» Instructions to follow: In the records below, reproduce word for word everything from the line containing "Exercise. Point out each instance of the fog" down to the line containing "(1215, 301)", including both of those lines.

Records excerpted from a collection:
-----

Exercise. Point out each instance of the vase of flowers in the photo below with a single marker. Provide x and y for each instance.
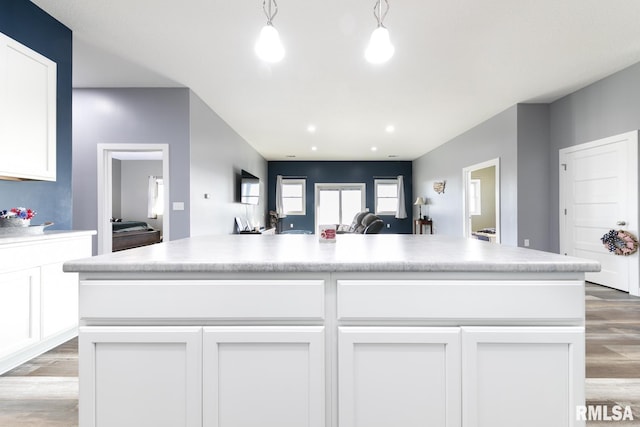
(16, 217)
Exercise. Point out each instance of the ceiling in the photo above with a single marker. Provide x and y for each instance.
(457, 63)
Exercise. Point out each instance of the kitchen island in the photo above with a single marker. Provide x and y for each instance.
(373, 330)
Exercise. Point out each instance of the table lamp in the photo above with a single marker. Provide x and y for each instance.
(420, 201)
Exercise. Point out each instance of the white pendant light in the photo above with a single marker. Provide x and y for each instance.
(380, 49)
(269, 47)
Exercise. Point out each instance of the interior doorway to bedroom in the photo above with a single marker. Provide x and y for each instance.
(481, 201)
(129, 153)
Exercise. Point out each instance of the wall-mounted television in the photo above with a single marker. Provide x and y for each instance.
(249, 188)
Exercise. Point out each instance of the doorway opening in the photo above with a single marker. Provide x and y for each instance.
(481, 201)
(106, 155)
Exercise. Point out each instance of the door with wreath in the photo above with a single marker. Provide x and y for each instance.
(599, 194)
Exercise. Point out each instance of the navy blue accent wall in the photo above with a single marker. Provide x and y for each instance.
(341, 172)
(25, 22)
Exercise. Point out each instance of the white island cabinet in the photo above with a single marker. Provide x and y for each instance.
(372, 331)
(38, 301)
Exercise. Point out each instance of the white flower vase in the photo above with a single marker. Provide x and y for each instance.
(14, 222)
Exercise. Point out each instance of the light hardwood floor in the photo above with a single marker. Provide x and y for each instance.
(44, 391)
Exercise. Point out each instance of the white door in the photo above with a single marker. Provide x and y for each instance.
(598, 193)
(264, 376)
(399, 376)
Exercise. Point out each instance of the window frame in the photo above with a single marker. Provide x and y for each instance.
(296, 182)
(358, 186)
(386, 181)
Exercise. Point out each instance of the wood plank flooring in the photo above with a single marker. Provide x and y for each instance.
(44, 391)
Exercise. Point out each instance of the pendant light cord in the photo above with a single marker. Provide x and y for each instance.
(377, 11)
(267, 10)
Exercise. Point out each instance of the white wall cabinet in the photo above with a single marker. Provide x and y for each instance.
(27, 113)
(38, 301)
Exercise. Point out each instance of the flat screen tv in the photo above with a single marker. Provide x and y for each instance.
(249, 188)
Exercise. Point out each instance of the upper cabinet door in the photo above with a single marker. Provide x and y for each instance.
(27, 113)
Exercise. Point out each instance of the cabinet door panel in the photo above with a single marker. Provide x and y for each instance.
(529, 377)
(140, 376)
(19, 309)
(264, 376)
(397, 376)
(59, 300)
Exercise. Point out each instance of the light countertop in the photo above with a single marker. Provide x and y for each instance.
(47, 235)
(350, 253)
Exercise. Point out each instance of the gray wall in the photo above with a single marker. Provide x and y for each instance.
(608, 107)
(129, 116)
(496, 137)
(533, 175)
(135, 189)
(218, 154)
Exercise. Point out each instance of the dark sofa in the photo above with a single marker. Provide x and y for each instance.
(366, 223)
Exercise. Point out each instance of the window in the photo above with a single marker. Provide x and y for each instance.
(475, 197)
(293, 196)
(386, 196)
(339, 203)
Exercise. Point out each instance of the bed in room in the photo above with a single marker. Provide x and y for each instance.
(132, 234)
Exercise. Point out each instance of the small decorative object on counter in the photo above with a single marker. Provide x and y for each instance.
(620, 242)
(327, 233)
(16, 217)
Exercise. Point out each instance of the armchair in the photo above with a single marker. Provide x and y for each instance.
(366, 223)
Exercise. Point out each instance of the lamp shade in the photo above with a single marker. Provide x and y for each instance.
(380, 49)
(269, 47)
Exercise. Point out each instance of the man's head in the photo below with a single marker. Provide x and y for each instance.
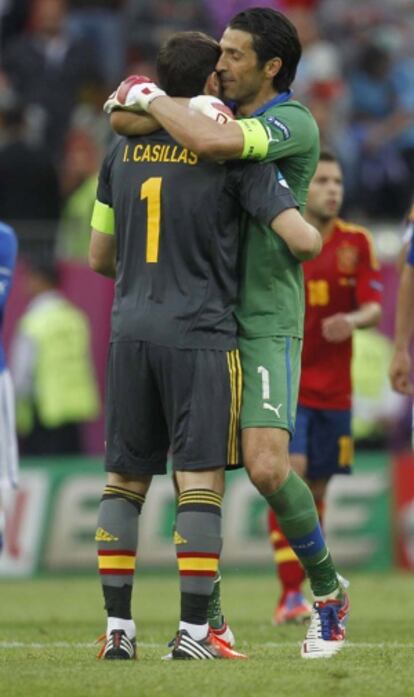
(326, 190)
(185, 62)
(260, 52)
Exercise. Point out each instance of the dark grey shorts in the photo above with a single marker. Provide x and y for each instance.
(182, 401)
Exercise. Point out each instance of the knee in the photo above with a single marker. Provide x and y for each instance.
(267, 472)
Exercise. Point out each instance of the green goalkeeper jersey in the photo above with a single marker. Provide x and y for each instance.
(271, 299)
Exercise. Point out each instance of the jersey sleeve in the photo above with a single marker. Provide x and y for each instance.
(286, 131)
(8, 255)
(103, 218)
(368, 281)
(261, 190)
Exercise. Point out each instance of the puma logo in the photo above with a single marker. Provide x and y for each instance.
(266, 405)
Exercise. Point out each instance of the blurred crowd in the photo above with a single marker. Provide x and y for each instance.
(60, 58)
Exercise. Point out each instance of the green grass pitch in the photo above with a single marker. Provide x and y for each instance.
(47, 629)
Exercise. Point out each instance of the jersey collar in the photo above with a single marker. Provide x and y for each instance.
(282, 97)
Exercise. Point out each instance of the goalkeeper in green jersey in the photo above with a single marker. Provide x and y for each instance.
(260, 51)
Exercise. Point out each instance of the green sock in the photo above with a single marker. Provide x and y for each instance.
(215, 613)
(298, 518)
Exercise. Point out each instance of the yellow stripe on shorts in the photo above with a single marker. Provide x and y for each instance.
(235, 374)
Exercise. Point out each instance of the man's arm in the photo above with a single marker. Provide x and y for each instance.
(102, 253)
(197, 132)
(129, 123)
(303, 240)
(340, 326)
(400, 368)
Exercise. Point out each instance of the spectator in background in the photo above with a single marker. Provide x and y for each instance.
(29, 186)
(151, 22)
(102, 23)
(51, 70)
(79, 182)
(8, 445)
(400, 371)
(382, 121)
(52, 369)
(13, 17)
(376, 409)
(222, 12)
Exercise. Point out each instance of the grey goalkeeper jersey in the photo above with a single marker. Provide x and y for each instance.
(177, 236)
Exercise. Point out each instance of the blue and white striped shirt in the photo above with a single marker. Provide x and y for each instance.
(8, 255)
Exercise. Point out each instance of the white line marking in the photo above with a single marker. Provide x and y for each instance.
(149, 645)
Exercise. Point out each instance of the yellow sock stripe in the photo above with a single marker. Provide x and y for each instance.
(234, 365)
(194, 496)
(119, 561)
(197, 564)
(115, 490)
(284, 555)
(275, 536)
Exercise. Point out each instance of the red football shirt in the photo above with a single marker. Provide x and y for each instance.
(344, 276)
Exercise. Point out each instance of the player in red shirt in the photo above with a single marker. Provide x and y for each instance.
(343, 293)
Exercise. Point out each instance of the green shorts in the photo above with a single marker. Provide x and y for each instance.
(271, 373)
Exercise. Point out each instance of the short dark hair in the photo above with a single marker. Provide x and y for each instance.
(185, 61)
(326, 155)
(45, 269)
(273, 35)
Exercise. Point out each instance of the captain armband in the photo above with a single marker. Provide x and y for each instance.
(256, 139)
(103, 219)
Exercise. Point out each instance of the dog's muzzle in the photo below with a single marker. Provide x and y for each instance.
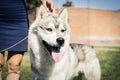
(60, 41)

-----

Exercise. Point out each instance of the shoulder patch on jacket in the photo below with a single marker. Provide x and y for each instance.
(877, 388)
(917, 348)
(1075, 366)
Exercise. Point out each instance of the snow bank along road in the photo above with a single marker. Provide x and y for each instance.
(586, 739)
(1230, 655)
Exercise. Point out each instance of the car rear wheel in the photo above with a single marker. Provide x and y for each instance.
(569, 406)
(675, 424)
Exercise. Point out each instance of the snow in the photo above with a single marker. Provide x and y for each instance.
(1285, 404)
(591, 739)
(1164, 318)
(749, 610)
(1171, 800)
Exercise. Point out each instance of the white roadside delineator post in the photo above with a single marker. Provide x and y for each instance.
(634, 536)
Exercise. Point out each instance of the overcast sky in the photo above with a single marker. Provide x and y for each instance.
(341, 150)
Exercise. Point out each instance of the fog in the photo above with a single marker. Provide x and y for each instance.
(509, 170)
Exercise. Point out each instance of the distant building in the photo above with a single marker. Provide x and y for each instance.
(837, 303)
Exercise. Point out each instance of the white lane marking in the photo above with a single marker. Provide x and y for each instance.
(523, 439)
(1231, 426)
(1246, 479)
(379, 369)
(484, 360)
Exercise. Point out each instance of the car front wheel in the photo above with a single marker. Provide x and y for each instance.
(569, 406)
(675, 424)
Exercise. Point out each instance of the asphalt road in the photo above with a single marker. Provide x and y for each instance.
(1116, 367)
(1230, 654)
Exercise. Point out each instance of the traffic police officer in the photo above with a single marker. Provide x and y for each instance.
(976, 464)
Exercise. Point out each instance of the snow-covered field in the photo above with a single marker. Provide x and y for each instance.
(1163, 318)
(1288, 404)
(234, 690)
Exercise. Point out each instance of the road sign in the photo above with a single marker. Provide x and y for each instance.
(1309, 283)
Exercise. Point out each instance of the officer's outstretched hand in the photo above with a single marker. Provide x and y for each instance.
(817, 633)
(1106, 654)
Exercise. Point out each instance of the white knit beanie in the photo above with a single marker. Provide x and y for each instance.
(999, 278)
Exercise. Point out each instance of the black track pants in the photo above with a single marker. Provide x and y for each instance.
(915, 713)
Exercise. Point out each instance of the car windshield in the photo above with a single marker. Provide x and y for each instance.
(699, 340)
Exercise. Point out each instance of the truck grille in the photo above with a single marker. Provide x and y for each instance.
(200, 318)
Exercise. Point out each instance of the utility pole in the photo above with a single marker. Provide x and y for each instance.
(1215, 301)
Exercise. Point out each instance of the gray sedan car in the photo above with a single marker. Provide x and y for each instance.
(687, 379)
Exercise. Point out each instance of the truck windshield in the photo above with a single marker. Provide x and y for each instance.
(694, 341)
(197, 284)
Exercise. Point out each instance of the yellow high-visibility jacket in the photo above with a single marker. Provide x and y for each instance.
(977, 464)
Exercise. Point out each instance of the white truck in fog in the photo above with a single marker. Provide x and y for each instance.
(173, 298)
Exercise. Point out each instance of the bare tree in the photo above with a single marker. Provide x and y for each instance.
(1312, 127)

-----

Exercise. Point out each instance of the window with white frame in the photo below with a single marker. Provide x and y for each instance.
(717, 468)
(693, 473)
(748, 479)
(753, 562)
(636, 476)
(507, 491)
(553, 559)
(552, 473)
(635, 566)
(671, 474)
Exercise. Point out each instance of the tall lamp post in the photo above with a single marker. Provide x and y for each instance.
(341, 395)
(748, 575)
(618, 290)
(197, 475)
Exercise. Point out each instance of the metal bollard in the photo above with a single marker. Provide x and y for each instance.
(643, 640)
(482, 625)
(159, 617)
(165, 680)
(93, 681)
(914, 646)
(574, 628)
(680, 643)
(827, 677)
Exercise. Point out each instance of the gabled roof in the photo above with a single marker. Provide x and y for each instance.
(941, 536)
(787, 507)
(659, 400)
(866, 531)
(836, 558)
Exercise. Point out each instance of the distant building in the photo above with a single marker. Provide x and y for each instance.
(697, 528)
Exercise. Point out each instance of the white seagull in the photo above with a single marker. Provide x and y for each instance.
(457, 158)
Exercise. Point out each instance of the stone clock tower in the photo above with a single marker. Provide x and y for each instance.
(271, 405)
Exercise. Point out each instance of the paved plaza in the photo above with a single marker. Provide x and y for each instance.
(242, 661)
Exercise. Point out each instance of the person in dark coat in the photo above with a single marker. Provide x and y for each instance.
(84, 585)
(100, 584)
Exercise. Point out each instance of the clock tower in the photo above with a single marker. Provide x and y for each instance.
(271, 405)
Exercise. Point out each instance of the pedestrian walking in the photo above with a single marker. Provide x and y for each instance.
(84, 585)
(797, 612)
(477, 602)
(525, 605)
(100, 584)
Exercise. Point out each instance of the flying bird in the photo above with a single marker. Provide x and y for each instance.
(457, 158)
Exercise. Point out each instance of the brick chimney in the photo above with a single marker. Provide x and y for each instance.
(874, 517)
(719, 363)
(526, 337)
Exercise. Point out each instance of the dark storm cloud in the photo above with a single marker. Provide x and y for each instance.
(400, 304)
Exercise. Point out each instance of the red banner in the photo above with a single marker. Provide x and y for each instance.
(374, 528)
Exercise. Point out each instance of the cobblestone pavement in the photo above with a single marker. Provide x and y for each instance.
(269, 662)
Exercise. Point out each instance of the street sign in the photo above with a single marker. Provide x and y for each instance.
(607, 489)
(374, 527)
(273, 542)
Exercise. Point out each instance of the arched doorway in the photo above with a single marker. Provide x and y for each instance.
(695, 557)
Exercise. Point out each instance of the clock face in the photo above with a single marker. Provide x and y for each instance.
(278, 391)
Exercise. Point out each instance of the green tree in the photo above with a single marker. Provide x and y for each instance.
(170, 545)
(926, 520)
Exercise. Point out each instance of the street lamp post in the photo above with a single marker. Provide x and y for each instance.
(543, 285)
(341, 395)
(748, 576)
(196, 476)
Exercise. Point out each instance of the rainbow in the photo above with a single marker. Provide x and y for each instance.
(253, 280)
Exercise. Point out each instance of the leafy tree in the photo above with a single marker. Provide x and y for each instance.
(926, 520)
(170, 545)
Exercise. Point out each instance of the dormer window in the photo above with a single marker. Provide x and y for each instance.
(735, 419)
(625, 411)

-----

» Output for this task:
Exercise. Point out each instance of the fog in the photo above with a single marker. Provide x and y for each instance.
(509, 170)
Exercise. Point out each instance of the distant building in the photo above with a single marker. Provide x and y for each instance.
(837, 303)
Exercise. Point out each instance of the white lane marking in the photo above with a single marker. Provide x and y for each instance.
(523, 439)
(1231, 426)
(1246, 479)
(379, 369)
(484, 360)
Exercise. Point out each instance of the car front wheel in the photo above with a single marker. Provide x and y for each instance.
(569, 406)
(675, 424)
Exercise. Point out each instance of the asphalt road in the photo above with a single marker. Provide x and y for each instance.
(1116, 367)
(1230, 654)
Exercise. Point out each instance of the traffic police officer in the photo above with a single marker. Provide x and y for each instance.
(976, 464)
Exercise. Point out each instance of the snow-covered field in the photo above with a single marker. Provide x and y for each instance.
(1163, 318)
(1288, 404)
(234, 690)
Exercise. Point out each instance of the road sign in the photo above with a single marker. Provide x and y for each instance.
(1309, 283)
Exercise. Point out each instance of the officer's outstretched hand in the photo above with a single marker. Provide x and y for each instance.
(817, 633)
(1106, 654)
Exercise. Point out each instance of the white knit beanie in the photo above with a single marker. Provide x and y for each instance.
(999, 278)
Exercise. Point out each instance of the black track pants in the photo above with a single marker. Provide x and y for each instance.
(915, 713)
Exercise. Point out each instance of the car windshield in the photo above with a single marker. Provide x and y for each instance.
(699, 340)
Exercise. Point out each instance of the truck grille in the photo above with a single marker. Provide x and y for each instance.
(200, 318)
Exercise. Point out each instance of the utility pole in the photo above with a single marker. Provide x and y for each instance.
(1215, 301)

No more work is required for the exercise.